- [Görev tanımı A]: Anadil ve İngilizce üzerine okuma metnine göre, ana caddelerdeki billboardlarda yer alan dev afişlerde hangi slogan var?
- [Görev tanımı B]: Anadil ve İngilizce konulu okuma metninde "Ana caddeler boyunca" sözlerini içeren yerden başlayıp "ve haklılar da." ile biten bölümü, "billboardları" yerine "reklam panolarını" koyarak yeniden yazar mısın?
- [Görev tanımı C]: Anadil ve İngilizce üzerine okuma metnini kaldığı yerden sürdürür müsün?

- [Okuma metni]:
Ana caddeler boyunca sıralı billboardları geçtiğimiz günlerde şu slogana sahip dev afişler “süsledi”: Anadiliniz İngilizce olsun!
İngilizce bilmek, günümüzde bir dünya insanı olmak için önemli avantaj, hatta şart. Birçok meslek kolunda zaten İngilizce’nin yanında hangi dilleri bildiğiniz soruluyor. Gençlerimiz İngilizce eğitim veren okullarda eğitim almak istiyorlar ve haklılar da.
Ama anadilimizi ikinci plana atmak neyin nesi oluyor?! Türkçe bu kadar kolay feda edilir mi? Bir inceleyelim bakalım.

- [Kayıtlı veriler]:
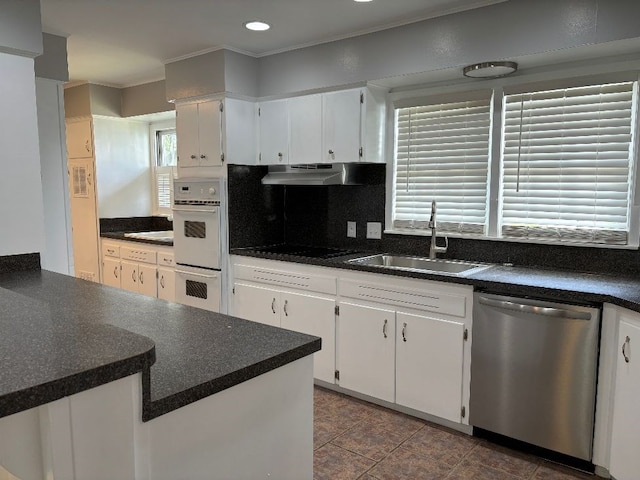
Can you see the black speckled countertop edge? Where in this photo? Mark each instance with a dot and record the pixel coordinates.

==

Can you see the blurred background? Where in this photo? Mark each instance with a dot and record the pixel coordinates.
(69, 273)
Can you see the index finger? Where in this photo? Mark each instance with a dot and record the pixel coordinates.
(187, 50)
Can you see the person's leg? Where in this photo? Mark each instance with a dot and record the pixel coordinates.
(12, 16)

---

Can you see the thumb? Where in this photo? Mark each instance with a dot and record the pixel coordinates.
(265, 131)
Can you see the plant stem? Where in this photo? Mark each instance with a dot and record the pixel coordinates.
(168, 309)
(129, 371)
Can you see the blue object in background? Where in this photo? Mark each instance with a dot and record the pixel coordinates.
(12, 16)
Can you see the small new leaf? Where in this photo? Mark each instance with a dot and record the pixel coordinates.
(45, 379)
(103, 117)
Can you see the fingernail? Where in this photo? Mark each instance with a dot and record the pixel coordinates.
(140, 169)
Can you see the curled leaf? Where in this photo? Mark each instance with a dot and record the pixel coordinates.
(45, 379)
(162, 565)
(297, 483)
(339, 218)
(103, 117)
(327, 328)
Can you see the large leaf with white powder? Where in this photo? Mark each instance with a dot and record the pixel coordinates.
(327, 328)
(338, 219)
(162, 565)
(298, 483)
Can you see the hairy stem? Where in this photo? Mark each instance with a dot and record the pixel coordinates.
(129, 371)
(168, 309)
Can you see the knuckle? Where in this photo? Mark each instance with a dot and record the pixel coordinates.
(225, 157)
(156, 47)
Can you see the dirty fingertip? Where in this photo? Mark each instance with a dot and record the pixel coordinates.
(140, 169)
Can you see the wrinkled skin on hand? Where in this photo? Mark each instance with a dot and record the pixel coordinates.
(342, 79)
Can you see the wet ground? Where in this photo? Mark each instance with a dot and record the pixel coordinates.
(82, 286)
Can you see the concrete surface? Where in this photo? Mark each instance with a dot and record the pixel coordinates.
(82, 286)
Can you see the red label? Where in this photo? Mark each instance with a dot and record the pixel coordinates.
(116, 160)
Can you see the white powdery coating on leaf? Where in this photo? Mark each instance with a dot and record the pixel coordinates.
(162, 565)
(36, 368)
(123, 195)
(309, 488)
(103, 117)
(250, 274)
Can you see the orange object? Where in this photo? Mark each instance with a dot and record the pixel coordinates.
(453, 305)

- [Yanıt alanı A]: Anadiliniz İngilizce olsun!

- [Yanıt alanı B]:
Ana caddeler boyunca sıralı reklam panolarını geçtiğimiz günlerde şu slogana sahip dev afişler “süsledi”: Anadiliniz İngilizce olsun!
İngilizce bilmek, günümüzde bir dünya insanı olmak için önemli avantaj, hatta şart. Birçok meslek kolunda zaten İngilizce’nin yanında hangi dilleri bildiğiniz soruluyor. Gençlerimiz İngilizce eğitim veren okullarda eğitim almak istiyorlar ve haklılar da.

- [Yanıt alanı C]:
Yeryüzündeki diller, köken ve yapı bakımından olmak üzere iki şekilde sınıflandırılmışlardır. Köken bakımından Türkçe, dünya dilleri içinde Altay dilleri arasında gösterilir. Yapılarına göre, yani tipolojik sınıflandırmaya tâbi tutulunca Türkçe, eklemeli diller grubunda yer alır.
1980’lerde UNESCO tarafından hazırlanan bir raporda, Türkçe’nin konuşucu sayısı bakımından dünyanın beşinci büyük dili olduğu açıklanmıştı.
Türkçe hakkında konuşup, yazacaksak iki ismi anmadan yapamayız: Kaşgarlı Mahmud ve Prof. Dr. Oktay Sinanoğlu.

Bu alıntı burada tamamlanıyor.